▸ Exercise instructions
Copy out every line of the material below, requests included, shifting each x and y coordinate in the answers up by 140.

[Object point labels]
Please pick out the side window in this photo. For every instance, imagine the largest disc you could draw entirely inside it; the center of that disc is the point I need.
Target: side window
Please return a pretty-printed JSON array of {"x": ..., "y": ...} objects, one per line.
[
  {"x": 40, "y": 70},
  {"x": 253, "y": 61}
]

▸ Task answer
Please pick out the side window in this photo. For every instance, imagine the largest disc you could draw entirely inside it; the center of that disc is the point I need.
Target: side window
Please return a pretty-printed JSON array of {"x": ..., "y": ...} objects, one per line.
[
  {"x": 180, "y": 210},
  {"x": 393, "y": 201}
]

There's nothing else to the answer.